DATA FOR THE TASK -

****************************************

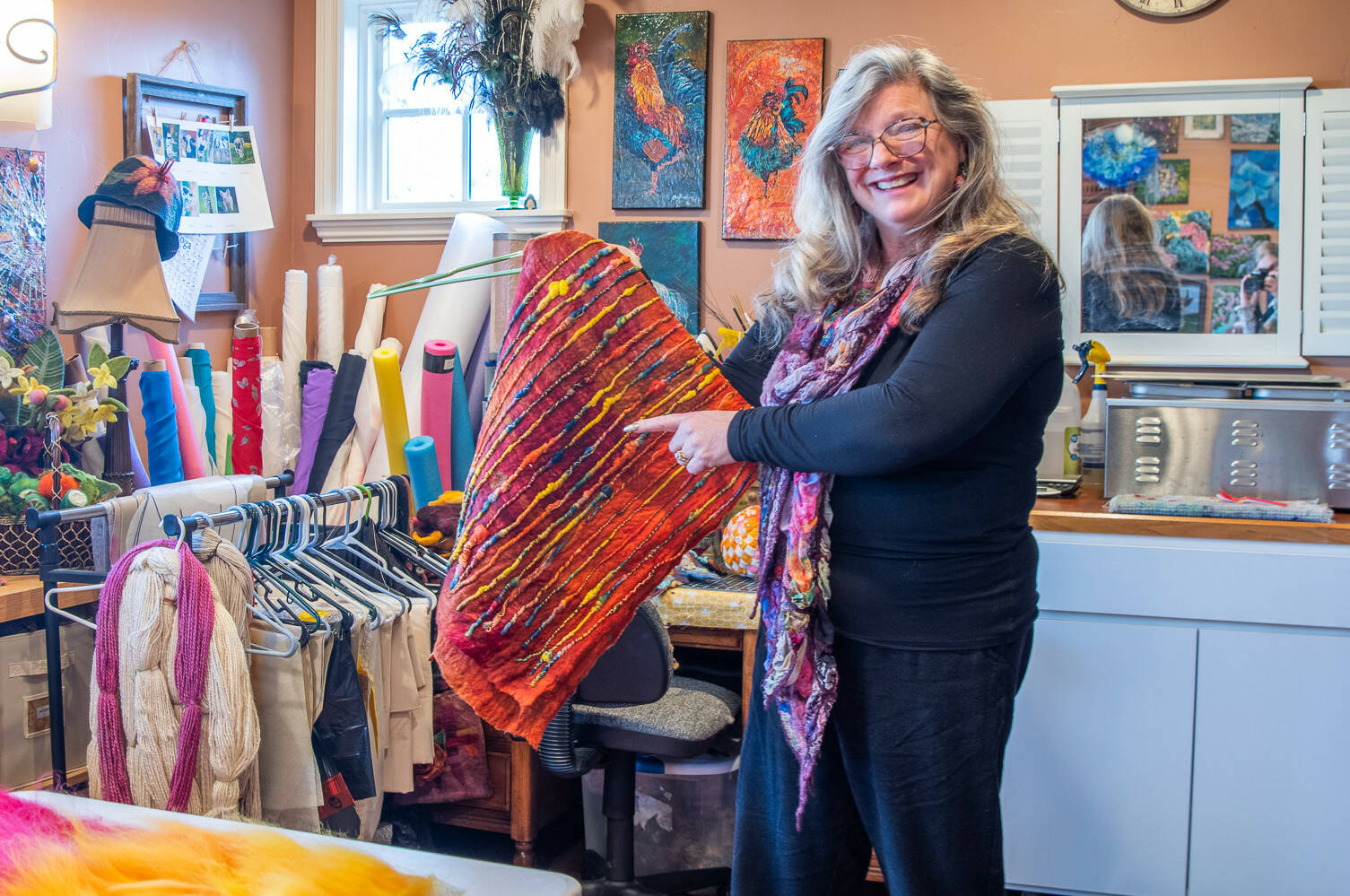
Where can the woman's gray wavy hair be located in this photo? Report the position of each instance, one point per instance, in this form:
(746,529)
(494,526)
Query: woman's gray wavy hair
(837,240)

****************************************

BRIEF - Give back the full listing above word for word, and let no picture through.

TASK RESULT -
Where can the woman's gray wavy hair be located in this photo? Report the position of each instance, one point per instance, in this form:
(746,529)
(494,526)
Query: woman's gray wavy hair
(837,240)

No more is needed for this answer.